### INSTRUCTION
Which existential themes does the passage below about the film Mister Limbo name?

### SELECTED PASSAGE
╭──
A warm buddy film at heart – but hopefully also a rumination on existential themes such as regret, cynicism, faith, and empathy – Mister Limbo is an odyssey evoking Waiting For Godot on drugs, with a soft spot for the short-lived TV series, “The 4400.”
I made this film after having emerged from a tumultuous period in my life. It helped me to better understand the power of forgiveness – both of oneself and others – and how it frees us to move on to better things. Maybe it can do the same for others.
Robert G. Putka
Robert Putka’s first feature, MAD, premiered at the 2016 Slamdance Film Festival and was distributed by The Orchard. Critics have compared it to the character-driven work of Noah Baumbach, David O. Russell and Alexander Payne, with The FIlm Stage noting it to be “a slow motion car wreck,” and further that “it’s all the better for it, showing that the best movies about the subject of mental illness don’t wave away the consequences, they run headfirst into them…” The film was nominated for the “No Budge Award” at the American Independent Film Awards.
╰──
### ITEMS
╭──
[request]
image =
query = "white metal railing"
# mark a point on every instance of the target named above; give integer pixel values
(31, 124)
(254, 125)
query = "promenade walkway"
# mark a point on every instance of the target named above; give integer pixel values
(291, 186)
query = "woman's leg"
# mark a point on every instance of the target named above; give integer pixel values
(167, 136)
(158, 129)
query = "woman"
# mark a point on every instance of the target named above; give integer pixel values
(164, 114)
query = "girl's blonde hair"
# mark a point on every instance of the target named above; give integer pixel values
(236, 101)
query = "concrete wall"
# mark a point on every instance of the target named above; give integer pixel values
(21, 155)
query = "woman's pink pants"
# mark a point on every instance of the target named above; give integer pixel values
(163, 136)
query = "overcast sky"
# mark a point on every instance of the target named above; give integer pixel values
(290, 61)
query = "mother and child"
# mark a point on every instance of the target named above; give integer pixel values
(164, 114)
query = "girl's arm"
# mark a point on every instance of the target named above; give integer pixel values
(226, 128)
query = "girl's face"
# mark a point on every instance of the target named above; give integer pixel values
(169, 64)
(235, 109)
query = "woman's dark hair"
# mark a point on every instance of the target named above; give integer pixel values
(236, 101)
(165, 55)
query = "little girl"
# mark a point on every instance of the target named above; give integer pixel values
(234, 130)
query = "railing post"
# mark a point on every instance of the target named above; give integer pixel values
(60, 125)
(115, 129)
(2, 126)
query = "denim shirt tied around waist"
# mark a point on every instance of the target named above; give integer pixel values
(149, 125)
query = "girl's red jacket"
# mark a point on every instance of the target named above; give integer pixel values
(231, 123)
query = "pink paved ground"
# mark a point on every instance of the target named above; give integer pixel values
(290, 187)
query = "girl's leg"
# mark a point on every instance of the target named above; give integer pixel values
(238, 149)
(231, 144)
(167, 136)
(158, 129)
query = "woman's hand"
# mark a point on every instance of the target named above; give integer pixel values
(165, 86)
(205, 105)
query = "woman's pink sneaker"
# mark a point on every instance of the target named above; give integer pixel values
╰──
### EXERCISE RESULT
Regret, cynicism, faith, and empathy.